**What to produce:**
Render the lines below, from the line containing "Basketball game film review: mark the flatbread" through the end of the items, as a JSON list of strings with one string per line and blank lines omitted.

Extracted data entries
_ _ _ _ _ _ _

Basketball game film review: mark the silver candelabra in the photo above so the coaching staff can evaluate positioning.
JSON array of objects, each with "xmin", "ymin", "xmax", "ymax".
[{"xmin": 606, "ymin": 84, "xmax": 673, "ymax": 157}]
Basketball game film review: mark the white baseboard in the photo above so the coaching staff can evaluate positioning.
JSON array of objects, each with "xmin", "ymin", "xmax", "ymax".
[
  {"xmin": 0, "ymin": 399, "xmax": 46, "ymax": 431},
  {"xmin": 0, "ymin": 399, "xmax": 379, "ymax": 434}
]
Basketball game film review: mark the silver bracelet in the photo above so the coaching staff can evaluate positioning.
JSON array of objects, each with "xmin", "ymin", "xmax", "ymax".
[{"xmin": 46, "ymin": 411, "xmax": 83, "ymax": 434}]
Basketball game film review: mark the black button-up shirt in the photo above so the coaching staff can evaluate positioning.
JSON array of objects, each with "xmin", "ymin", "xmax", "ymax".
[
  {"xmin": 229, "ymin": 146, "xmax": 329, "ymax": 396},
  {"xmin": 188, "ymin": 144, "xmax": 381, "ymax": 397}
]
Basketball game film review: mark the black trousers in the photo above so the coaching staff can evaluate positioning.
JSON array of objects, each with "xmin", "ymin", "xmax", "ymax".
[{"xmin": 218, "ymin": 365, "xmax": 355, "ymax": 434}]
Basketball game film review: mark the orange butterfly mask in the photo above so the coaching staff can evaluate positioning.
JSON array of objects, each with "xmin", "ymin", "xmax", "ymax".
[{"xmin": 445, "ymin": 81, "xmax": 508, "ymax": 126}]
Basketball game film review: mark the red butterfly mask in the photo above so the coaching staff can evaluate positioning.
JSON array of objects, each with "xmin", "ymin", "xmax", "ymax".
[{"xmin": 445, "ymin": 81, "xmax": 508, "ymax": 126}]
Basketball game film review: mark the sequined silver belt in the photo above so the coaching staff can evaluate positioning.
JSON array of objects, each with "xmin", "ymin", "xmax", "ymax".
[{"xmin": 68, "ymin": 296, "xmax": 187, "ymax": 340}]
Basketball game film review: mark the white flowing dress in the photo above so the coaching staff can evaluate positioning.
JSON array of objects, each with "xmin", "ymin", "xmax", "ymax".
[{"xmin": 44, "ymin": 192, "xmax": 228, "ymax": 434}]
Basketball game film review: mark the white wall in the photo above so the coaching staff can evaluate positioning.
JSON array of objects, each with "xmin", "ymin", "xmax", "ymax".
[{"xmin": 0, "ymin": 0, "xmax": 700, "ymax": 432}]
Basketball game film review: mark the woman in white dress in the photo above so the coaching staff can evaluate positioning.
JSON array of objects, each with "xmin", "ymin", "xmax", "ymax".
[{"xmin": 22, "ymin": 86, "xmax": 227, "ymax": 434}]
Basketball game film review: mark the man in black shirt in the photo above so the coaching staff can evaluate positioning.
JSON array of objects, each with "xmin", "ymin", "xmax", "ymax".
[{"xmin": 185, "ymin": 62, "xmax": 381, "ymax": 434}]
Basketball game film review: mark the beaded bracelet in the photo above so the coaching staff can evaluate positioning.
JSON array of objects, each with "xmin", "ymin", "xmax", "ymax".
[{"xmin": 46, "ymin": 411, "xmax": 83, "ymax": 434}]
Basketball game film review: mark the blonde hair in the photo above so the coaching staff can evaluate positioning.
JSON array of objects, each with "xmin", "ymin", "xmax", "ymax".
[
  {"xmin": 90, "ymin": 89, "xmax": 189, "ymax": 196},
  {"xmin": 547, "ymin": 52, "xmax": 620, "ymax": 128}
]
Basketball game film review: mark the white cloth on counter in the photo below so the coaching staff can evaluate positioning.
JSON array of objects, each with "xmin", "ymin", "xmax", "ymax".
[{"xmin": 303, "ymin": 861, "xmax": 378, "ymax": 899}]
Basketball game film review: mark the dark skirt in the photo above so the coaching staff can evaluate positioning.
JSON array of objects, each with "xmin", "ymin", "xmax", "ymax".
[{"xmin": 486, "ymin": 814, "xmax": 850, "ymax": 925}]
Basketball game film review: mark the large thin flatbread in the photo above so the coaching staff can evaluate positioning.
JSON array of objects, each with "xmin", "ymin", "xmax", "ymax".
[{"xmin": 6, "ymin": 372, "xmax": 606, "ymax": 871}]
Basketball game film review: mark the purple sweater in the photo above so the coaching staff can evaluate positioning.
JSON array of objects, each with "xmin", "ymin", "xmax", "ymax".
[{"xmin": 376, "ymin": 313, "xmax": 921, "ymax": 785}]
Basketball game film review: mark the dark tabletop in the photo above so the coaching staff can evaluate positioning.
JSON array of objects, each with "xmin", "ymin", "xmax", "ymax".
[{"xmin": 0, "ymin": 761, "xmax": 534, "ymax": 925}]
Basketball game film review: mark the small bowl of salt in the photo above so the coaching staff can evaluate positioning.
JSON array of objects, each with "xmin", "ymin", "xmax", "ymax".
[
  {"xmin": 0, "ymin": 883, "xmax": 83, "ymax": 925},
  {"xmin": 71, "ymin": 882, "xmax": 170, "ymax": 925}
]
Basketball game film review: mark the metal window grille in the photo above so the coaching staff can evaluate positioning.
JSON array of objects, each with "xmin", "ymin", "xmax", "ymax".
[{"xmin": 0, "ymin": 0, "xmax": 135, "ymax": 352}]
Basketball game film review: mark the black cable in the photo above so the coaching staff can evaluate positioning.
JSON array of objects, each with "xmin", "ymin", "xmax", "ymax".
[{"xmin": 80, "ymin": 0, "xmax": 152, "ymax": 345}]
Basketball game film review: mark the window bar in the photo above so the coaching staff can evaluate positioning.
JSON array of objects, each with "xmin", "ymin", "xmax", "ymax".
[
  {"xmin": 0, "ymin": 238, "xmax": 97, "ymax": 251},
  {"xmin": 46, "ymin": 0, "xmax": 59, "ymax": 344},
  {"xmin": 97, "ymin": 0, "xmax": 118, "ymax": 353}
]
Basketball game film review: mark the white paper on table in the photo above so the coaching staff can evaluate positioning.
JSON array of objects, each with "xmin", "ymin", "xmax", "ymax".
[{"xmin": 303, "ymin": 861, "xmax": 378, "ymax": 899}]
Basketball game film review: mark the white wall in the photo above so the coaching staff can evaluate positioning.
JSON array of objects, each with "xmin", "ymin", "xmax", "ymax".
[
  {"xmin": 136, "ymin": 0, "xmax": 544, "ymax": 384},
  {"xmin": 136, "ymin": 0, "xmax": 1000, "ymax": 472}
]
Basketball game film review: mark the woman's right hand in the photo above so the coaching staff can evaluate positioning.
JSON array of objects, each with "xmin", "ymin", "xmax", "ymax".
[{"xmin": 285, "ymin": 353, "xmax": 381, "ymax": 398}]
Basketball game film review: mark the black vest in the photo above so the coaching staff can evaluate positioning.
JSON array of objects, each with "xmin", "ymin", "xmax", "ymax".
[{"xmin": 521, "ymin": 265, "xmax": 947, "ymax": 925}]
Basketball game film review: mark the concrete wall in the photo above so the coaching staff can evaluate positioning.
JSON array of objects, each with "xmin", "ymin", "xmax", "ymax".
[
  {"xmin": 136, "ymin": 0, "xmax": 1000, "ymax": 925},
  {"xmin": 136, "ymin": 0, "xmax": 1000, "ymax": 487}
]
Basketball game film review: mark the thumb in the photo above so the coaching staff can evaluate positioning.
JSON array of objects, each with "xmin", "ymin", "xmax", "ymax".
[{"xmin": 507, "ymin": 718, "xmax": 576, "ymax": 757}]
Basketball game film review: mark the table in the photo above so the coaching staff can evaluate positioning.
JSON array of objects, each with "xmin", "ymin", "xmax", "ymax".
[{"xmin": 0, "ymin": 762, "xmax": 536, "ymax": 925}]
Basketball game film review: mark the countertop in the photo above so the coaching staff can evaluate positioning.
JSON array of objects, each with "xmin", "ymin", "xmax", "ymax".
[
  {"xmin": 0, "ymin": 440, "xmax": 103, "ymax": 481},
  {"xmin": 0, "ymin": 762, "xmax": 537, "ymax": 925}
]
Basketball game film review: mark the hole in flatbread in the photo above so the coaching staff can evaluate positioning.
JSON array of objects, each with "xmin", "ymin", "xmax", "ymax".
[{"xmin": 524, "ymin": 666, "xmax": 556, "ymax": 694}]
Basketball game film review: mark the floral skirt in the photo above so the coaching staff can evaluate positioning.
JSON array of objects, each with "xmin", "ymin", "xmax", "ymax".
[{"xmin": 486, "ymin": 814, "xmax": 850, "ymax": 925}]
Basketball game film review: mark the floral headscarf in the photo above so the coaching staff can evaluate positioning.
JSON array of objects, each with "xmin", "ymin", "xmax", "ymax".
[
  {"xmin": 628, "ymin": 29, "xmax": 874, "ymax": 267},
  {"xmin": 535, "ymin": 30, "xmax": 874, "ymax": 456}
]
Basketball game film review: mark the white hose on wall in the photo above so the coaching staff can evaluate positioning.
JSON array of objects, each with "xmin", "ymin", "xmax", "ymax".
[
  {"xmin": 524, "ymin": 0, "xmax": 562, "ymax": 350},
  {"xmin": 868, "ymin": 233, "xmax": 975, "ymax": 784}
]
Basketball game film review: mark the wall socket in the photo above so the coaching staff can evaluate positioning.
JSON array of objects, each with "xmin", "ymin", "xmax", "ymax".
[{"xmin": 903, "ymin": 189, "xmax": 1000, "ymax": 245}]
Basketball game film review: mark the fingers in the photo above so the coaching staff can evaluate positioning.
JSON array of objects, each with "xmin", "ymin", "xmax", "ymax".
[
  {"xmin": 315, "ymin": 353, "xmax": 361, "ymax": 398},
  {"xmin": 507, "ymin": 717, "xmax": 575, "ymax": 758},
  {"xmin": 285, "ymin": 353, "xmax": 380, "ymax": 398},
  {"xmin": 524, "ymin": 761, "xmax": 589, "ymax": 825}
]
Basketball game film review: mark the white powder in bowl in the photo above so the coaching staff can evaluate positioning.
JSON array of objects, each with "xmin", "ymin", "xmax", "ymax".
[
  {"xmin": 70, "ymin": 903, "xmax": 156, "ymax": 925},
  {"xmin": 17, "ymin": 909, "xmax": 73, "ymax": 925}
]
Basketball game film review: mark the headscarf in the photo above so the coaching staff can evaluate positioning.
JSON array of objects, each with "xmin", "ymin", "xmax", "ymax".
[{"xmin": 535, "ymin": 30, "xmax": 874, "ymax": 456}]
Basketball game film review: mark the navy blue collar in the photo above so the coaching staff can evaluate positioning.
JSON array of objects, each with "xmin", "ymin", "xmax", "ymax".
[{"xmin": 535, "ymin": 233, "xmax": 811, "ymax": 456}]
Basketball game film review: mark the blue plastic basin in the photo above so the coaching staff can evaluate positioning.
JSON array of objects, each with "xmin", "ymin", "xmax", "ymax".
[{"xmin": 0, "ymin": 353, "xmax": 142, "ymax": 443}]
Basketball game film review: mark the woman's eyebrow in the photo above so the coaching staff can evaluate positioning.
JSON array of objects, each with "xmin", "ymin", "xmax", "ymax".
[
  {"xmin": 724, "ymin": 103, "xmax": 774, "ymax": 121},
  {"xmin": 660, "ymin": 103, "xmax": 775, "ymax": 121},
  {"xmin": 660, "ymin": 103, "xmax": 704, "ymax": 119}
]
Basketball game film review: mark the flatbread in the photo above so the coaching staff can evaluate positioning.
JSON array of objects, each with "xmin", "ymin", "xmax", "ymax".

_ _ _ _ _ _ _

**Solution for this task:**
[
  "Basketball game film review: mark the flatbread in the photo above so the coaching staff can evaluate positioning.",
  "JSON array of objects, each with \"xmin\", \"ymin\", \"xmax\", \"ymax\"."
]